- **Soal Latihan 1**: Ringkaslah teks tentang berserah diri kepada Allah berikut ini dalam dua kalimat.

-------- Bagian Dokumen

وَ مَنْ يَتَوَكَّلْ عَلَى اللهِ فَهُوَ حَسْبُهُ.

“….dan barang siapa yang berserah diri kepada Allah maka Allah-lah Dzat yang mencukupinya….” (ath-Thalāq [65]: 3).

Maka ketika engkau ingin mengurus suatu kebaikan untuk dirimu maka janganlah engkau mengurusnya lagi akan tetapi hanya berserah dirilah kepada Allah.

Ketiga, ketahuilah bahwa sesungguhnya ketentuan (qadar) Allah itu tidak berjalan sesuai tadbir-mu, bahkan kebanyakan hal yang terjadi pada dirimu itu adalah sesuatu yang tidak pernah engkau pikirkan dan rencanakan.

Keempat, ketahuilah bahwasanya Allah-lah yang menguasai segala kerajaan; 7 langit, 7 bumi, ‘arsy, kursy, dan tidak ada satupun yang ikut serta berkuasa. Kesemuanya itu tunduk pada apa yang diperintahkan Allah s.w.t. dan berserah diri pada tadbīr Allah, maka lebih besar manakah antara kepala manusia dan langit beserta bumi seisinya? Sehingga engkau tidak mau menerima tadbīr Allah dan engkau masih saja ikut serta mengurus dirimu.

Kelima, engkau sudah mengetahui bahwa engkau adalah milik Allah, jika engkau sudah dimiliki Allah maka dirimu bukan lagi milikmu dengan dalil bahwa engkau tidak bisa membuat kesembuhan pada dirimu sendiri. Sehingga, sesuatu yang bukan menjadi milikmu maka tidak layak bagimu untuk mengurusnya, karena engkau akan meng-ghashab, sebab memerintah yang bukan milikmu. Adapun sesuatu yang engkau miliki maka kepemilikan itu hanya menurut hukum syara‘, bukan menurut hukum ḥaqīqī. Maka pahamilah!

Keenam, hendaknya engkau ketahui bahwa engkau ini hanya bertamu kepada Allah. Karena semua dunia ini adalah ibarat “desa”-Nya Allah, dan engkau itu hanya beristirahat di dalamnya, sekadar bertamu kepada Allah. Adapun hak-hak tamu adalah tidak perlu ikut mengurus makanan apa yang hendak dimakan, bahkan jangan ber-ikhtiyār untuk membuat hidangan sendiri karena pemilik rumah pasti sudah mengatur hidangannya. Begitu pula jika yang didatangi (dikunjungi) adalah raja yang amat kaya raya, maka tidak layak bagimu untuk ikut serta mengurusnya hingga mencapai tiga hari. Karena sabda Rasūlullāh s.a.w.:

الضِّيَافَةُ ثَلَاثَةُ أَيَّامٍ

Hidangan tamu itu selama tiga hari.

----------------
-------- Data Tercatat

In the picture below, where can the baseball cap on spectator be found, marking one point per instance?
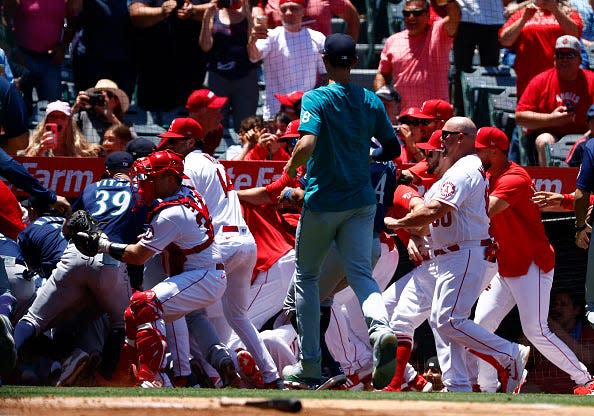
(491, 138)
(340, 49)
(118, 160)
(290, 101)
(568, 42)
(204, 98)
(181, 128)
(109, 85)
(413, 112)
(140, 147)
(60, 106)
(388, 93)
(434, 142)
(438, 109)
(292, 131)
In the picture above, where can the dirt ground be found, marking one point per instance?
(68, 406)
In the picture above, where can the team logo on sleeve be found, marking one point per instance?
(447, 189)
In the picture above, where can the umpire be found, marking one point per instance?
(337, 124)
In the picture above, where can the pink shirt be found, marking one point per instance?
(38, 24)
(419, 65)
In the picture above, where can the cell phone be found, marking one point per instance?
(53, 127)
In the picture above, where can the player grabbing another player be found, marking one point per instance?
(181, 230)
(525, 257)
(457, 217)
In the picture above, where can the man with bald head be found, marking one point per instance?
(456, 212)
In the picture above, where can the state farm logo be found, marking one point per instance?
(447, 189)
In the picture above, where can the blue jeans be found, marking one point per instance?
(352, 231)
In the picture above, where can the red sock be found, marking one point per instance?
(403, 352)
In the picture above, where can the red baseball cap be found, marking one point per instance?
(204, 98)
(438, 109)
(434, 142)
(491, 138)
(413, 112)
(292, 130)
(181, 128)
(290, 99)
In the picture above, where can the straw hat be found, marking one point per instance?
(109, 85)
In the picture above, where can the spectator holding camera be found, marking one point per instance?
(99, 108)
(270, 146)
(556, 101)
(58, 135)
(224, 35)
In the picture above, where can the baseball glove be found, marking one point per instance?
(84, 232)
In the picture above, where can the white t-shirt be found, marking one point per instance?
(208, 176)
(186, 228)
(464, 186)
(292, 62)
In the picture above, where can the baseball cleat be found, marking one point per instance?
(384, 359)
(586, 389)
(249, 369)
(73, 367)
(517, 376)
(7, 348)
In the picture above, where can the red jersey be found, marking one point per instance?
(401, 206)
(535, 47)
(518, 230)
(11, 216)
(272, 238)
(547, 92)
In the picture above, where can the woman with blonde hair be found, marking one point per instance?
(58, 135)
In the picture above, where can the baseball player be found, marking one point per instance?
(233, 237)
(525, 258)
(456, 212)
(181, 230)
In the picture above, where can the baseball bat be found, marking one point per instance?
(283, 405)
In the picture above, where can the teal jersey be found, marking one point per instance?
(344, 117)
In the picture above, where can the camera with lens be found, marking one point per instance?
(96, 98)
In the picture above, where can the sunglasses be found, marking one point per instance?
(445, 134)
(415, 13)
(567, 55)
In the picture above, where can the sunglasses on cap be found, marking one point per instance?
(568, 55)
(415, 13)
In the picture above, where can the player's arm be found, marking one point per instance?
(496, 205)
(301, 153)
(420, 217)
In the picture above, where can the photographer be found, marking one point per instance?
(99, 108)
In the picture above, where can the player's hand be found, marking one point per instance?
(62, 205)
(582, 238)
(545, 199)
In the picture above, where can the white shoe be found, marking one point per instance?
(72, 367)
(518, 374)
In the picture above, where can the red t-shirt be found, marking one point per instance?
(11, 223)
(535, 47)
(270, 234)
(518, 230)
(547, 92)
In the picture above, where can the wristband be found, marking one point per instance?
(116, 250)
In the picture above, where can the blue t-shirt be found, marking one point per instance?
(110, 202)
(585, 180)
(43, 244)
(344, 117)
(383, 180)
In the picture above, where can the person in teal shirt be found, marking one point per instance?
(337, 124)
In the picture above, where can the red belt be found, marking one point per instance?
(455, 247)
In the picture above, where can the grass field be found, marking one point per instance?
(552, 399)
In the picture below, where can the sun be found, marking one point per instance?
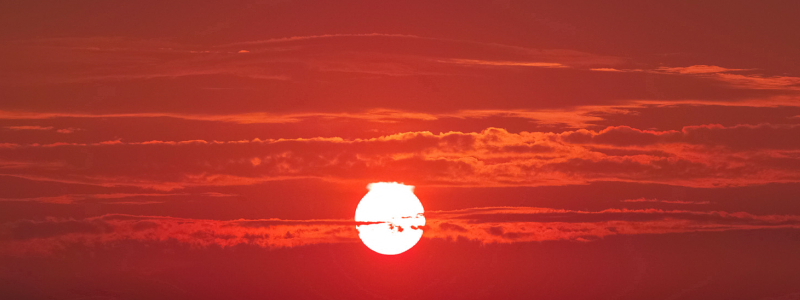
(398, 214)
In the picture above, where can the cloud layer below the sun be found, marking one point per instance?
(485, 225)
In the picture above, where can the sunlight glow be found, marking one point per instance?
(399, 212)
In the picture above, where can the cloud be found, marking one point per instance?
(41, 128)
(698, 69)
(699, 156)
(645, 200)
(485, 225)
(503, 63)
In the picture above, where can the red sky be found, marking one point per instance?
(562, 150)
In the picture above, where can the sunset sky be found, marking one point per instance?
(561, 149)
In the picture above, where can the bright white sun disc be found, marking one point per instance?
(399, 214)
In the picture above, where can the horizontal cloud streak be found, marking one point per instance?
(486, 225)
(701, 156)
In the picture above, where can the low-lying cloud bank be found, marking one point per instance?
(486, 225)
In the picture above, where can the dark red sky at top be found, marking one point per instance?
(562, 150)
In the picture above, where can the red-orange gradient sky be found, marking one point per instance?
(562, 149)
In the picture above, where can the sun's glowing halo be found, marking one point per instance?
(398, 215)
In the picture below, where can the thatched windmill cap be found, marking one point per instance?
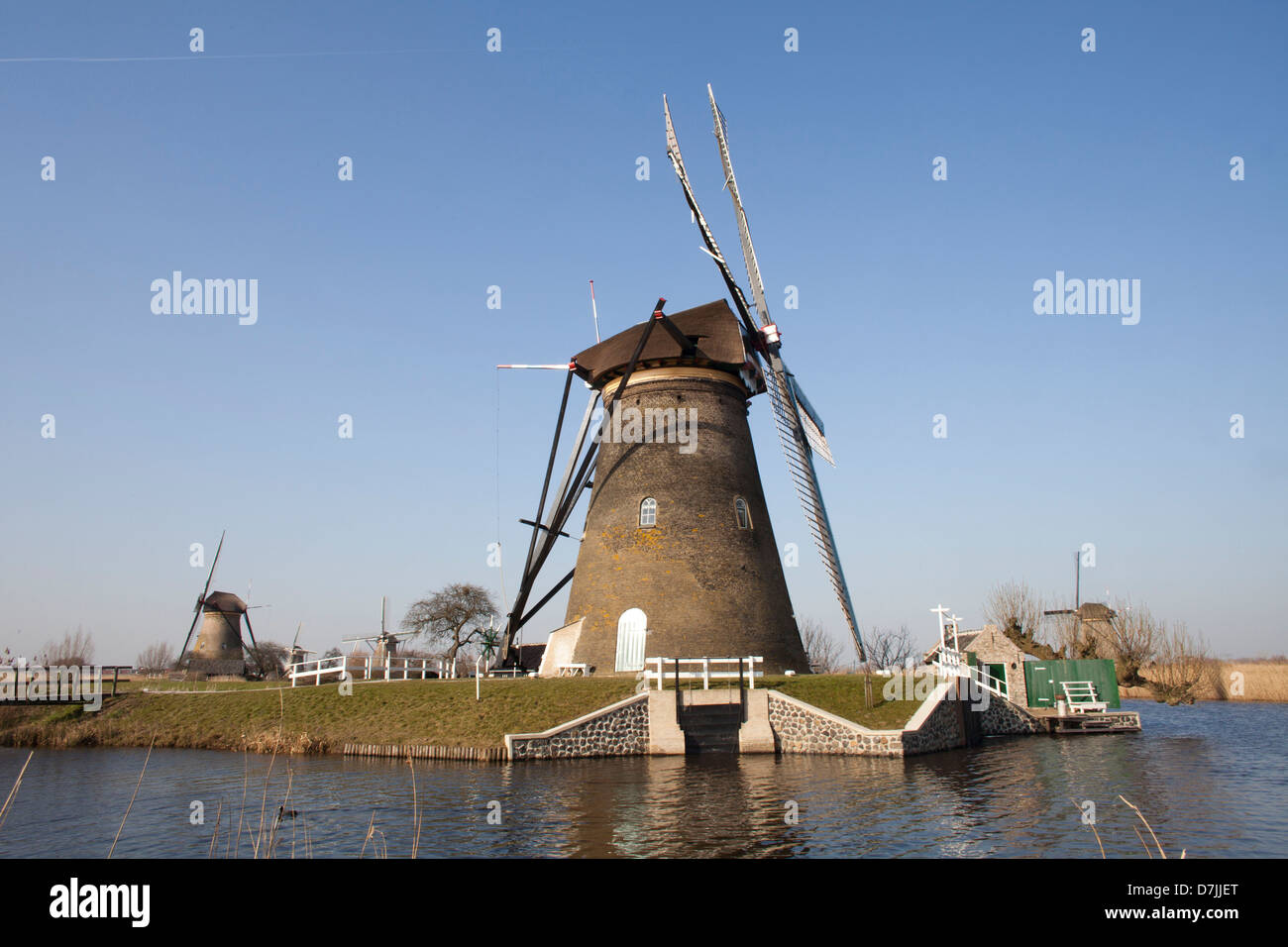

----------------

- **Soal Latihan 2**: Salin kembali baris-baris daftar di atas, mulai dari baris yang memuat "In the picture above, where can the red-orange" sampai akhir daftar. Jangan sertakan gambar.

- **Jawaban 1**: Teks ini mengajak pembaca berserah diri kepada Allah dan tidak ikut mengurus dirinya sendiri, sebab Allah mencukupi orang yang bertawakal dan ketentuan-Nya tidak berjalan sesuai rencana manusia. Alasan lain yang dikemukakan ialah bahwa Allah menguasai segala kerajaan, manusia adalah milik Allah, dan manusia di dunia hanyalah tamu yang hidangannya sudah diatur oleh pemilik rumah.

- **Jawaban 2**:
In the picture above, where can the red-orange gradient sky be found, marking one point per instance?
(562, 149)
In the picture above, where can the sun's glowing halo be found, marking one point per instance?
(398, 215)
In the picture below, where can the thatched windmill cap be found, marking one point per instance?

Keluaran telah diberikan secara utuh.